### GIVEN EXERCISE 1
Copy word for word the part of the Flyover Country app article starting with "Loeffler also wants" and going on through "what you’re seeing.".

### TEXT SEGMENT
The app doesn’t store all of this information at all times. Instead, it prompts you to enter a start and end point before getting on the plane. The app then scours its database and downloads relevant information. Geologic information comes from Macrostrat.org, fossil data comes from NeotomaDB.org and PaleobioDB.org, and everything else comes from Wikipedia. Tap an icon to reveal information as you pass over a predownloaded area.
Flyover Country is the creation of Amy Myrbo and Shane Loeffler, geologists at the University of Minnesota who applied for a National Science Foundation grant to help make geological information more accessible and more fun. Loeffler says the idea occurred to him on a flight, naturally.
The app is mostly accurate but not perfect. Most of what it shows you should be relatively close to your flight path, but it does stray a little far at times if, for example, the pilot has to take a new route to avoid bad weather. Down the road, Myrbo and Loeffler want to augment the app, eventually including a feature that, using the GPS chip, could identify landmarks and call up information once it locks on. “It’s not a terribly hard problem as long as the compass sensors in phones aren’t too confused by the plane’s fuselage,” Loeffler says.
Loeffler also wants to add more data sources, like information about climbing routes. Theoretically, you would fly out of Jackson Hole and point your phone at the window, and the app would show you an overlay of routes up the Grand Teton. “We’re geologists, so we’re always going to be mainly focused on the landscape formations, but adding the ground cover…is absolutely relevant,” he says. The app might also eventually point you to podcasts (from other sources) that talk about what you’re seeing.
And here’s the best part: You don’t have to use the app in a plane. You can download a driving or hiking route, and the app will still pull nearby information. You won’t be able to see all the points of interest like you would from a plane, but your route will still be significantly more interesting.

(Region labeling records)
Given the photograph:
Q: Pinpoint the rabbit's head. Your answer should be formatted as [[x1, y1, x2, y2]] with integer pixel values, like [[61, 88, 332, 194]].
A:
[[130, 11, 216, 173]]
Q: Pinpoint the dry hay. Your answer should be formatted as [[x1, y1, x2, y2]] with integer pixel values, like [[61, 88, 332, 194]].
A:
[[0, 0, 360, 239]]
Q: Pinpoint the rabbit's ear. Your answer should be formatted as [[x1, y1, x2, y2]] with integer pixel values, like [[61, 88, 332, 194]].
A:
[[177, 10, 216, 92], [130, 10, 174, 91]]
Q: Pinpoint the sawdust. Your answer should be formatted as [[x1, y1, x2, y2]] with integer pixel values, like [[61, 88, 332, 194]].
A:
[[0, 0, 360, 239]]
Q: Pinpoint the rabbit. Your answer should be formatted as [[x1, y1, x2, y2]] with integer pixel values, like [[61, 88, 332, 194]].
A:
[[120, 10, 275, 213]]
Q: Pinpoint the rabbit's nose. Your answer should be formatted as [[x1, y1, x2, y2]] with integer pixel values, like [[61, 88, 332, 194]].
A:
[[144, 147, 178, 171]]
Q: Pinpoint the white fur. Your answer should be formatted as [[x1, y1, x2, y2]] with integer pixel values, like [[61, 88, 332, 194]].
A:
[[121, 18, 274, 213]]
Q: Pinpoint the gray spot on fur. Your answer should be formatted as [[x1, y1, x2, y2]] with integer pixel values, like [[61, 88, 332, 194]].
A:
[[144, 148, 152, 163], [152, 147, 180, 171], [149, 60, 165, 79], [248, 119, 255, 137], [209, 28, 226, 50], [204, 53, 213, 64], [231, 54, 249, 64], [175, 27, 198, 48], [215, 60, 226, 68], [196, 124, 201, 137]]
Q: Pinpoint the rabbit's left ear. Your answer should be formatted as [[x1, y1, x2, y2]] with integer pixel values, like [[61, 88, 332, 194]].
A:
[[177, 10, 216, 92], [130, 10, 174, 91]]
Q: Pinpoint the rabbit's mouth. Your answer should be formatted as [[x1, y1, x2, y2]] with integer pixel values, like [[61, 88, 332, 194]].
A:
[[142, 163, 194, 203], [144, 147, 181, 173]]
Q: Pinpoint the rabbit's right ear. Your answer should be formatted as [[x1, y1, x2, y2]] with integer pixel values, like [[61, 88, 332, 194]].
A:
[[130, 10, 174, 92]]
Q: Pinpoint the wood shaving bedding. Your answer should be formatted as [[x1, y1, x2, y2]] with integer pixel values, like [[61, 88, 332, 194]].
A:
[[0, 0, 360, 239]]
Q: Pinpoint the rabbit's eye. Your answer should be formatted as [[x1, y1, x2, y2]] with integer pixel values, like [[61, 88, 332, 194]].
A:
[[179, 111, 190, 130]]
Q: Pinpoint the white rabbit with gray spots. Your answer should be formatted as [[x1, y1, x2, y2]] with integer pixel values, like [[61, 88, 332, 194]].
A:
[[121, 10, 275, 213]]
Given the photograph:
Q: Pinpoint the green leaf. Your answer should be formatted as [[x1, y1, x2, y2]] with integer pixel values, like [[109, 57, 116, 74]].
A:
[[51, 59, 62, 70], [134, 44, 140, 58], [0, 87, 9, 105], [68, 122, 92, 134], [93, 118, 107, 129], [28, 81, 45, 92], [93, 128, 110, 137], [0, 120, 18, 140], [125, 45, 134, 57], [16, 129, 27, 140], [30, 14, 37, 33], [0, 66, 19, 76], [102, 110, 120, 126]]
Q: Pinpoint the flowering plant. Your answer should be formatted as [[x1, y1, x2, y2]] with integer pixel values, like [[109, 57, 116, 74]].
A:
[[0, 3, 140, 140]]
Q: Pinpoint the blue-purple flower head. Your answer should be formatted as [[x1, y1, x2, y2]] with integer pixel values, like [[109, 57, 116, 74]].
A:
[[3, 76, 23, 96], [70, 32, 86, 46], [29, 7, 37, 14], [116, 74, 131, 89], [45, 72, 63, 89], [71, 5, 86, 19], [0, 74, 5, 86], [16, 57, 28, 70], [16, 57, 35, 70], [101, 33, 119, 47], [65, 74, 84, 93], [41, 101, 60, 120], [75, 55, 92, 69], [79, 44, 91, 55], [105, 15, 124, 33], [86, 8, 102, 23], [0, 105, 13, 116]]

### GIVEN EXERCISE 2
From the region labeling listing, repeat word for word the lines starting with the line containing "Q: Pinpoint the wood" and going on through the line containing "[[0, 3, 140, 140]]".

### TASK OUTPUT 1
Loeffler also wants to add more data sources, like information about climbing routes. Theoretically, you would fly out of Jackson Hole and point your phone at the window, and the app would show you an overlay of routes up the Grand Teton. “We’re geologists, so we’re always going to be mainly focused on the landscape formations, but adding the ground cover…is absolutely relevant,” he says. The app might also eventually point you to podcasts (from other sources) that talk about what you’re seeing.

### TASK OUTPUT 2
Q: Pinpoint the wood shaving bedding. Your answer should be formatted as [[x1, y1, x2, y2]] with integer pixel values, like [[61, 88, 332, 194]].
A:
[[0, 0, 360, 239]]
Q: Pinpoint the rabbit's eye. Your answer should be formatted as [[x1, y1, x2, y2]] with integer pixel values, like [[61, 88, 332, 194]].
A:
[[179, 111, 190, 130]]
Q: Pinpoint the white rabbit with gray spots. Your answer should be formatted as [[x1, y1, x2, y2]] with integer pixel values, like [[61, 88, 332, 194]].
A:
[[121, 10, 275, 213]]
Given the photograph:
Q: Pinpoint the green leaf. Your answer should be formatted as [[x1, y1, x2, y2]] with integer pixel values, like [[109, 57, 116, 74]].
A:
[[51, 59, 62, 70], [134, 44, 140, 58], [0, 87, 9, 105], [68, 122, 92, 134], [93, 118, 107, 129], [28, 81, 45, 92], [93, 128, 110, 137], [0, 120, 18, 140], [125, 45, 134, 57], [16, 129, 27, 140], [30, 14, 37, 33], [0, 66, 19, 76], [102, 110, 120, 126]]
Q: Pinpoint the flowering plant. Your answer should be formatted as [[x1, y1, x2, y2]] with integer pixel values, like [[109, 57, 116, 74]].
A:
[[0, 3, 140, 140]]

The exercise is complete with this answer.